### Request
Quote every line of the items below verbatim, omitting the pictures.

* start Records shown *

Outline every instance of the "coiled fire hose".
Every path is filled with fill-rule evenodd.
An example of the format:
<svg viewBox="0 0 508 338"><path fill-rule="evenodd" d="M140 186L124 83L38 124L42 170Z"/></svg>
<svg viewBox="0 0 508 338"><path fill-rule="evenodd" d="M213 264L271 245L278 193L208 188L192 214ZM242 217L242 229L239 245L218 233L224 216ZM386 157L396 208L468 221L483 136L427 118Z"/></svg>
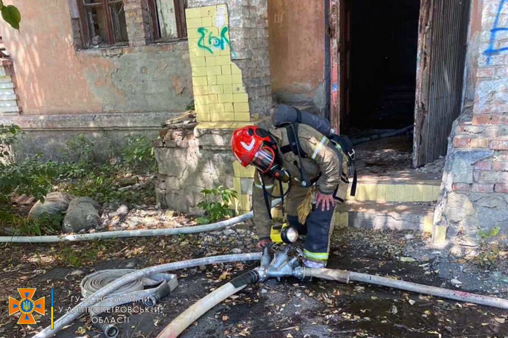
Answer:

* end Records shown *

### Task solution
Outline every instance of the "coiled fire hose".
Every path is filled with fill-rule evenodd.
An example of the format:
<svg viewBox="0 0 508 338"><path fill-rule="evenodd" d="M140 186L124 83L38 124L42 170Z"/></svg>
<svg viewBox="0 0 508 338"><path fill-rule="evenodd" d="M213 264L271 245L278 193L208 188L192 214ZM242 217L242 229L239 245L218 233L224 216ZM386 157L396 208L468 221L483 136L427 118Z"/></svg>
Answer:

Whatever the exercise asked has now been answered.